◆ **Directions for this task**: Convert the rows below into a Markdown table with two columns, "Index" and "Content", numbering each non-blank line and omitting blank lines.

= = = = =

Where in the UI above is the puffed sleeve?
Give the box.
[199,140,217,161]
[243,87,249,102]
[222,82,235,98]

= = = = =

◆ **Reply to the exercise**:
| Index | Content |
|---|---|
| 1 | Where in the UI above is the puffed sleeve? |
| 2 | Give the box. |
| 3 | [199,140,217,161] |
| 4 | [243,87,249,102] |
| 5 | [222,82,235,98] |